_Directions:_
Each line below should be written out again without any change.
[Study material — start]
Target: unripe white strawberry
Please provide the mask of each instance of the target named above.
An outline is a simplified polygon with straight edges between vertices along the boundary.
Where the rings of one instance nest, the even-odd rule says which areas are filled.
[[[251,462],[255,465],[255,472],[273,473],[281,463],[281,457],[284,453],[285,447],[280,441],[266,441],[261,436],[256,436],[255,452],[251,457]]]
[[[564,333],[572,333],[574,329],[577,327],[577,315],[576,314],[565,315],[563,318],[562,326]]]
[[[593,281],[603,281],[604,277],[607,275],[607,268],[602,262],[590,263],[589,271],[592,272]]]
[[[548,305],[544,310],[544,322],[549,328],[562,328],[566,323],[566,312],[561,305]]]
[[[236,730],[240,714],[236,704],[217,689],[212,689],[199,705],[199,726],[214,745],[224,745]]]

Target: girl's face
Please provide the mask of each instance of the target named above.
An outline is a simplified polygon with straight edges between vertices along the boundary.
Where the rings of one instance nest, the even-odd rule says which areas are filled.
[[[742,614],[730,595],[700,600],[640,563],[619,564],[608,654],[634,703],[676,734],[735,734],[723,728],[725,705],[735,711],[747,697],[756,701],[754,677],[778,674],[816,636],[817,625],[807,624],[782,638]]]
[Study material — finish]
_Answer section:_
Target: unripe white strawberry
Please provide the mask of each instance of the target named above.
An outline is a simplified polygon with straight edges between vertices along the boundary.
Where the rings of one instance nest, the even-odd rule says which areas are filled.
[[[251,462],[255,465],[255,472],[273,473],[281,463],[281,457],[284,453],[285,447],[280,441],[266,441],[261,436],[256,436],[255,452],[251,457]]]
[[[564,333],[572,333],[574,329],[577,327],[577,315],[576,314],[565,315],[563,318],[562,326]]]
[[[593,281],[603,281],[604,277],[607,275],[607,268],[602,262],[590,263],[589,271],[592,272]]]
[[[548,305],[544,310],[544,322],[549,328],[562,328],[566,323],[566,312],[561,305]]]
[[[236,730],[240,714],[236,704],[217,689],[212,689],[199,705],[199,726],[214,745],[224,745]]]

Target: girl's face
Please provide the mask of each instance of the target named above.
An outline is a simplified polygon with straight edges between vertices along the boundary.
Where the rings of one instance nest, the even-odd rule says which areas are filled.
[[[742,614],[730,595],[700,600],[640,563],[619,564],[608,654],[634,703],[676,734],[735,734],[723,728],[725,705],[735,711],[747,697],[756,701],[754,677],[778,674],[816,636],[817,625],[807,624],[782,638]]]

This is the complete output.